Lines of data:
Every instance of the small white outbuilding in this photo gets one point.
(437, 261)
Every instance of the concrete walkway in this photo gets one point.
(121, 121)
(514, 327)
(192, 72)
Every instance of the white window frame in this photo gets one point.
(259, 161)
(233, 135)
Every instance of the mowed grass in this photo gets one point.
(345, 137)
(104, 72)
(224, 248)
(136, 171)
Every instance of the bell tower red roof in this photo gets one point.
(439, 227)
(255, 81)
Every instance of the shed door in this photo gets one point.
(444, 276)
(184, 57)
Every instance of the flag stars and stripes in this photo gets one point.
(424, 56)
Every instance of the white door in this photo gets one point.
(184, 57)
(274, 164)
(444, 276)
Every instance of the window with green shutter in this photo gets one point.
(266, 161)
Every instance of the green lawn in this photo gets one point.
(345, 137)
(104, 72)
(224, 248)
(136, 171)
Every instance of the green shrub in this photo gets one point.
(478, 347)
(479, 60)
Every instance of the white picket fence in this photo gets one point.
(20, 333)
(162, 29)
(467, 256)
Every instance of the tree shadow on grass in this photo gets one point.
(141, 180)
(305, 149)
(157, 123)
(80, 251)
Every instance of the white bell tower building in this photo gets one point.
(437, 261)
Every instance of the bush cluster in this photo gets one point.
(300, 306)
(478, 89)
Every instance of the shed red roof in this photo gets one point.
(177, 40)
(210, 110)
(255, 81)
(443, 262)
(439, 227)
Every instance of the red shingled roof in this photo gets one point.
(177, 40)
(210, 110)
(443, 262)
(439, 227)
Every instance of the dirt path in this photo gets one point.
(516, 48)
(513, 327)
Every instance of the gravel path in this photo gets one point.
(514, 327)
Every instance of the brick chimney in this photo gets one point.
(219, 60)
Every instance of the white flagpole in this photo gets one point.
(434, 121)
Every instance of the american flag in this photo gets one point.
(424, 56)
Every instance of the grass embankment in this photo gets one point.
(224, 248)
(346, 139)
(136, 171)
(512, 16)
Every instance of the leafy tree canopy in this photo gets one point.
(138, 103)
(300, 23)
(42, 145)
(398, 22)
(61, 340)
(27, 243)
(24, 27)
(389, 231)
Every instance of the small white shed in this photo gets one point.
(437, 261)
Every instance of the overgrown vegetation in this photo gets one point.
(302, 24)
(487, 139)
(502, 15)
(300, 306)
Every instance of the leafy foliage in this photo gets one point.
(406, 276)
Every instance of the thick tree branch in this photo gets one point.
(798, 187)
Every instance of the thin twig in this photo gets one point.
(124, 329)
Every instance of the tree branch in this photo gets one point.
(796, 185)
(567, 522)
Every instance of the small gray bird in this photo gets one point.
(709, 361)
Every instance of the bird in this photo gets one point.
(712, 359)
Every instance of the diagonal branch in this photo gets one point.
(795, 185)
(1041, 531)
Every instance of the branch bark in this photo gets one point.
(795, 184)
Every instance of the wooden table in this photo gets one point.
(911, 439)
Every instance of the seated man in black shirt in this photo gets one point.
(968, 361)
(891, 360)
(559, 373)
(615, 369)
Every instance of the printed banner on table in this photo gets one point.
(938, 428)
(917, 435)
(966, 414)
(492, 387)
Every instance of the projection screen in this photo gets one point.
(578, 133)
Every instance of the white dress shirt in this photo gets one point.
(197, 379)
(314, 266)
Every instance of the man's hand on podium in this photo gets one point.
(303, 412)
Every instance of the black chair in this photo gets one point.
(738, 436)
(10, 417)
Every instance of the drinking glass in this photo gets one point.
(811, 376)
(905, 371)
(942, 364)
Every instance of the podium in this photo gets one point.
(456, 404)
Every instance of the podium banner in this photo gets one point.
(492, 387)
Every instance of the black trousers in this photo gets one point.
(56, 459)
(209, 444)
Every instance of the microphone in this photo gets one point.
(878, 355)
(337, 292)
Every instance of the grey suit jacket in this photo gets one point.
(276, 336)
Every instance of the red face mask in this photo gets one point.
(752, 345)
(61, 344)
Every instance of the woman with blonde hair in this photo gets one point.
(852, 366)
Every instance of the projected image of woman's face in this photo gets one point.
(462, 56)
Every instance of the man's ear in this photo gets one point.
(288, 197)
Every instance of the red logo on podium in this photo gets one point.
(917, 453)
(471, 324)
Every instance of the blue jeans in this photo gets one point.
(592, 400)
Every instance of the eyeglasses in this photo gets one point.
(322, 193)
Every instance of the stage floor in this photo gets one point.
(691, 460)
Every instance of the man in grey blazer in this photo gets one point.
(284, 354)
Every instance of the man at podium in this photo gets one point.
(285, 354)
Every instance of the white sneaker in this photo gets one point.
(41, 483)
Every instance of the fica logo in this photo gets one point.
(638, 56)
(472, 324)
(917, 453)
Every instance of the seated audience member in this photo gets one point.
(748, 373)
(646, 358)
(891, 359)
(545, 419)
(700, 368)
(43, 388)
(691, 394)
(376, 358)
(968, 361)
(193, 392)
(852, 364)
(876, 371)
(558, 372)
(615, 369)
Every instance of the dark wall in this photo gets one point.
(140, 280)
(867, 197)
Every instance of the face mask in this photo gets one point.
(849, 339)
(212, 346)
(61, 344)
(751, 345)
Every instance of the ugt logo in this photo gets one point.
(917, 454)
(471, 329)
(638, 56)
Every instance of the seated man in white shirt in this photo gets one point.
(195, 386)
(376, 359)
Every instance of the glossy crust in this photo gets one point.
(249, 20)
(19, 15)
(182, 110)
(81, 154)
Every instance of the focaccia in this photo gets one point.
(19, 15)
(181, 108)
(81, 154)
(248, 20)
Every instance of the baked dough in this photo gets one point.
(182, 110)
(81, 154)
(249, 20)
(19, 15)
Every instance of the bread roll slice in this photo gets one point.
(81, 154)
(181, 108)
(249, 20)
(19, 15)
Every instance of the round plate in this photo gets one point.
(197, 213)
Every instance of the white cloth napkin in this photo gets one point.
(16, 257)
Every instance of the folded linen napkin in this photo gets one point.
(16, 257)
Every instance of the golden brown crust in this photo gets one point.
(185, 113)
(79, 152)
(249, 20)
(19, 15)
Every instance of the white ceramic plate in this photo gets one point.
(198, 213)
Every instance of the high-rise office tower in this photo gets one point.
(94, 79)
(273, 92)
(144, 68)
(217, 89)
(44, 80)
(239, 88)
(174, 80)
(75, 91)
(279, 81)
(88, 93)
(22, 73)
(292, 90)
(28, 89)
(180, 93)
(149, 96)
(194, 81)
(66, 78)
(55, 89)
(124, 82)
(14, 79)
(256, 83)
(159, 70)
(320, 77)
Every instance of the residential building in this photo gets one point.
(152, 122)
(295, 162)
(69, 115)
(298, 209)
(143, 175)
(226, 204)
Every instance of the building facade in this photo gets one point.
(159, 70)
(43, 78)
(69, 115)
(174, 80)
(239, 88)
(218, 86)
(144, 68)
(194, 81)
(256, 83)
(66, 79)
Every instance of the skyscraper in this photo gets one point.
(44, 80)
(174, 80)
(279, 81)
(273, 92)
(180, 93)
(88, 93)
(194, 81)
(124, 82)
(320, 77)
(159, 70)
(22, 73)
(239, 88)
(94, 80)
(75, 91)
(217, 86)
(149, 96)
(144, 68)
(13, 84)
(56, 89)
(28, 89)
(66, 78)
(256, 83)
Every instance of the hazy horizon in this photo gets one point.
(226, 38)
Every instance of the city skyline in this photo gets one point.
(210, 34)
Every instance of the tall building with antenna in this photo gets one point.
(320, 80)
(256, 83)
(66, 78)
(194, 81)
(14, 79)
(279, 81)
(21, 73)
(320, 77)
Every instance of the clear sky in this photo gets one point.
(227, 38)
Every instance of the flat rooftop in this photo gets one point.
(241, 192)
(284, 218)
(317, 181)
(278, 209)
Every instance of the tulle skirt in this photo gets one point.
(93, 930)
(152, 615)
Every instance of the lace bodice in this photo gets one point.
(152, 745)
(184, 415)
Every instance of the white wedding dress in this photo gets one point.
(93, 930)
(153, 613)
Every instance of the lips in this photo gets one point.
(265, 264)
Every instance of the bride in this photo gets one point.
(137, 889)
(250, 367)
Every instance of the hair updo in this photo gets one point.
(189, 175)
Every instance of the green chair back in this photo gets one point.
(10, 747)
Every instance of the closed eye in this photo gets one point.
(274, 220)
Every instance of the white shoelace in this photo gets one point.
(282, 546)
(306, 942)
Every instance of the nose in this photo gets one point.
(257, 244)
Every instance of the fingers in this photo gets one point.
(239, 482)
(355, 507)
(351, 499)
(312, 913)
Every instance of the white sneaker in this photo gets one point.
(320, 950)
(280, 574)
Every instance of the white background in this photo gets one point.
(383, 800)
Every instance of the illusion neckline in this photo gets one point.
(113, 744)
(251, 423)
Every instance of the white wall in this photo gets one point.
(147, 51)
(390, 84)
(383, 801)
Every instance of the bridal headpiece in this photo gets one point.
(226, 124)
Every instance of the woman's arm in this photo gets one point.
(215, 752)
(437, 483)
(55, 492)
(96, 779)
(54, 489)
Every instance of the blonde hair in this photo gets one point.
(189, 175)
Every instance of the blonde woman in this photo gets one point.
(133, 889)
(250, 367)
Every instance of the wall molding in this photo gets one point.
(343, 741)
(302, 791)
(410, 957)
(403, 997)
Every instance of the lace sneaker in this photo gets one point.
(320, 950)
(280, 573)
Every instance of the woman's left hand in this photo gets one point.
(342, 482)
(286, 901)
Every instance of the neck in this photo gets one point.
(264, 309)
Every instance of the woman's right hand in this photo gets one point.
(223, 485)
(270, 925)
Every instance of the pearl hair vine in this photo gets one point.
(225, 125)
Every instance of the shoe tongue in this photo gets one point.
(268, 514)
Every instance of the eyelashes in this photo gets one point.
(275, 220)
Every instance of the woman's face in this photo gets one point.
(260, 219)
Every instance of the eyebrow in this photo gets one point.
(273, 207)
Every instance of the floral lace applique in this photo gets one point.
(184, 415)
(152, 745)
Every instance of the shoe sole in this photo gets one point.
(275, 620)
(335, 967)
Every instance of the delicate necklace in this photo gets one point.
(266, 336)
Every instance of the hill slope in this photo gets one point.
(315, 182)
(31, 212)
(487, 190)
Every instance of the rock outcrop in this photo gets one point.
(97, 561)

Objective:
Repeat, word for word, every line from the line that contains "Every instance of the woman's left" to the end of the entries; include both of those lines and no others.

Worked answer:
Every instance of the woman's left hand in this photo gets one point.
(342, 482)
(286, 901)
Every instance of the neck in this photo gets one point.
(264, 309)
Every instance of the woman's right hand in this photo gets one point.
(223, 485)
(270, 925)
Every instance of the pearl hair vine in this photo gets one point.
(225, 125)
Every instance of the shoe tongue in this photo gets one point.
(268, 514)
Every instance of the eyelashes in this photo gets one point.
(275, 220)
Every instance of the woman's face in this photo gets one point.
(260, 219)
Every instance of the eyebrow in this photo gets one point.
(273, 207)
Every instance of the floral lace applique in this photo gets one point.
(184, 415)
(152, 745)
Every instance of the shoe sole in this photo gets one point.
(275, 620)
(335, 967)
Every instance of the delicate necklace in this photo gets one point.
(266, 336)
Every instance of the hill slope in this photo gets one point.
(315, 182)
(31, 212)
(487, 190)
Every instance of the rock outcrop in this photo gets one point.
(97, 561)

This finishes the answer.